• **Textauszug**
━━━━━━━━━━━━━━━━
Hoch und Heilig
TEXT: Anton Rieger
FOTOS: Florian Wagner
Warth-Schröcken ist das tiefste Schneeloch am Arlberg – und in ganz Europa. Beste Voraussetzungen also für unendliche Variantenabfahrten im Powder. Oder für eine Freeride-Skitour wie vor 130 Jahren. Der Warther Skiprofi Alois Bickel wandelt mit drei Buddys auf den Spuren eines Skipioniers, der 1894 mit dem Segen von ganz oben unterwegs war.
Tief Luft holen, Backen zusammen und rein ins Weiß! Alois lässt das Gipfelkreuz des Warther Horns und seine drei Freunde über sich zurück und schießt den Hang hinunter, dass der Schnee nur so staubt. Frau Holle muss ein besonderes Faible für Warth-Schröcken haben. Anders ist dieser steile Traum in Pulverform nicht erklärbar. Jeden Winter fallen die Flocken massig am Arlberg. „Wir haben hier oben am Hochtannbergpass sieben Monate lang eine geschlossene Schneedecke“, sagt Fritz Schlierenzauer, der seit Jahrzehnten die Schneehöhen misst. Zwischen November 1998 und Ende April 1999 dokumentierte der Seniorchef des Berghotels Körbersee kumulierte sechzehn Meter fünfzig. Das ließ die ruhige Nordseite des Arlbergs zur Nummer eins der schneereichsten Orte Europas rieseln. Noch vor den berühmten Nachbarn Lech und St. Anton. Unglaublich, aber Warth! Perfekte Rahmenbedingungen also für einen Tag unvergesslichen Tiefschneetauchens mit den Besties. Aber davon später mehr.
━━━━━━━━━━━━━━━━
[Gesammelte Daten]
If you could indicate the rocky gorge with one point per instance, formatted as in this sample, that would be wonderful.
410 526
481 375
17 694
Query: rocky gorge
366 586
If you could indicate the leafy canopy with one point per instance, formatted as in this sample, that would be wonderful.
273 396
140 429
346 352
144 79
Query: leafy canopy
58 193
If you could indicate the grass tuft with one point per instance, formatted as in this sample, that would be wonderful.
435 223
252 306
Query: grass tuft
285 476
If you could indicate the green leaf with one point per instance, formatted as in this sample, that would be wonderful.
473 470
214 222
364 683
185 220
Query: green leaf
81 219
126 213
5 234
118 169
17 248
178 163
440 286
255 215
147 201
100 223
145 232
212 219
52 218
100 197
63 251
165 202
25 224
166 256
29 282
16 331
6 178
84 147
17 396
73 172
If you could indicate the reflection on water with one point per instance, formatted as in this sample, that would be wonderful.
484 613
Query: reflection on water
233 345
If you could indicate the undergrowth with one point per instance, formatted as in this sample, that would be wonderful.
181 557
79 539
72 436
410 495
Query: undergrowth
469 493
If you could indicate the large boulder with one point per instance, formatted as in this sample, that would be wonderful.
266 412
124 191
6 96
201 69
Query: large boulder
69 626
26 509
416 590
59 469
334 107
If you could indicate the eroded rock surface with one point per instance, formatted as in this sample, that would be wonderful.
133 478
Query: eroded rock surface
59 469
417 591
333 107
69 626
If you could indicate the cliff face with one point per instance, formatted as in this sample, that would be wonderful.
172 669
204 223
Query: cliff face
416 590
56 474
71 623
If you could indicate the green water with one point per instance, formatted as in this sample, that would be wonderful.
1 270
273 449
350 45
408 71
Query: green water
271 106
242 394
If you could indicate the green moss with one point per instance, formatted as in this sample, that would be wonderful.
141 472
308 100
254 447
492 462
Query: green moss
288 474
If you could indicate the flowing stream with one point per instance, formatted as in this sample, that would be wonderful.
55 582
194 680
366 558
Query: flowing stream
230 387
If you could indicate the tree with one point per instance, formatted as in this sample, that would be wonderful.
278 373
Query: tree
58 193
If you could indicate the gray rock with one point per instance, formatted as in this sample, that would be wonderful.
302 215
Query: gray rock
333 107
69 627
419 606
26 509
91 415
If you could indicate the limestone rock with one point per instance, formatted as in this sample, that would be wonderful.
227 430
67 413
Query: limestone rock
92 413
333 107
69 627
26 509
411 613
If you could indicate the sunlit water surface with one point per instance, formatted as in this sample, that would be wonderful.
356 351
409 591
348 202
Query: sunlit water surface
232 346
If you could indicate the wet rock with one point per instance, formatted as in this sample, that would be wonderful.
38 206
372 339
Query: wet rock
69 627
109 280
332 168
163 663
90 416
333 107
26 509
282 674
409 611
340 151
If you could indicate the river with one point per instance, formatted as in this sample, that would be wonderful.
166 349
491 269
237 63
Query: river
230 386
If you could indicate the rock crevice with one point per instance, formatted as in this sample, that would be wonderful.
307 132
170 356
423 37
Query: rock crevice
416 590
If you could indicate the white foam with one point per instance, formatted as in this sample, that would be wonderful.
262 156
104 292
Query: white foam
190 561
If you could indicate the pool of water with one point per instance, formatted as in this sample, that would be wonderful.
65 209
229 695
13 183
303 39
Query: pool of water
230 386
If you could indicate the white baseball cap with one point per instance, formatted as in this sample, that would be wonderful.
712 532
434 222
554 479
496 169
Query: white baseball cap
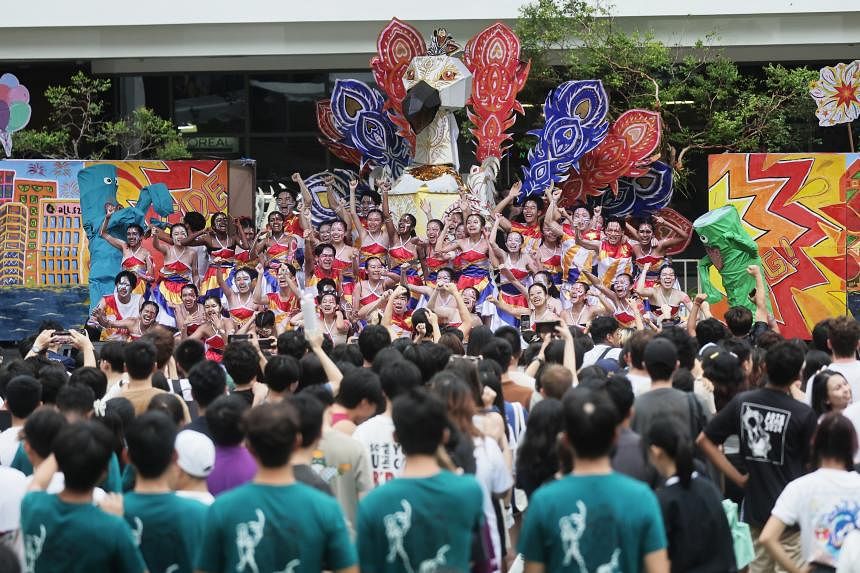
196 453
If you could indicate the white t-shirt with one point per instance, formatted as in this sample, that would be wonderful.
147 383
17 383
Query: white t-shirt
851 371
595 353
13 486
493 475
826 505
9 440
386 455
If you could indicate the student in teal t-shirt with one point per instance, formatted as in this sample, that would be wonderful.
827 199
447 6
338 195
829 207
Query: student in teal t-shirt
593 519
275 523
168 528
427 519
66 532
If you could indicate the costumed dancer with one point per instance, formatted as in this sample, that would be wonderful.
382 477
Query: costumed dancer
475 257
528 225
241 305
135 326
124 303
135 257
513 274
220 242
179 268
285 301
190 314
215 330
651 251
664 298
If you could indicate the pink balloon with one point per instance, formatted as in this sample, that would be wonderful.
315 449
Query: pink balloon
18 94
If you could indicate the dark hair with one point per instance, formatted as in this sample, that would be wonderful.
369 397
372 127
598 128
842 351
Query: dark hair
169 404
478 337
189 353
634 347
372 339
92 377
602 327
590 419
241 361
398 377
271 429
139 357
76 399
814 361
843 334
783 361
420 420
310 411
666 434
357 385
513 337
207 381
223 416
537 455
83 450
620 391
819 391
710 330
293 343
150 440
41 428
52 377
281 372
132 278
725 373
739 320
835 438
499 351
23 394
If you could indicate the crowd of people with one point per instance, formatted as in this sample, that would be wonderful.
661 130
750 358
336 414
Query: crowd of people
━━━━━━━━━━━━━━━━
• **Arbeitsauftrag 1**
Nenne alle Jahreszahlen, die im Textauszug über Warth-Schröcken vorkommen.
• **Arbeitsauftrag 2**
Tausche in den Einträgen „crowd of people“ gegen „group of people“, beginnend mit der Zeile, die „If you could indicate the crowd“ enthält, und endend mit dem Ende der Einträge. Gib nur diese Zeilen wieder.
Der Textauszug und die Einträge hängen inhaltlich nicht zusammen.

• **Lösung 1**
1894, 1998, 1999

• **Lösung 2**
If you could indicate the group of people with one point per instance, formatted as in this sample, that would be wonderful.
661 130
750 358
336 414
Query: group of people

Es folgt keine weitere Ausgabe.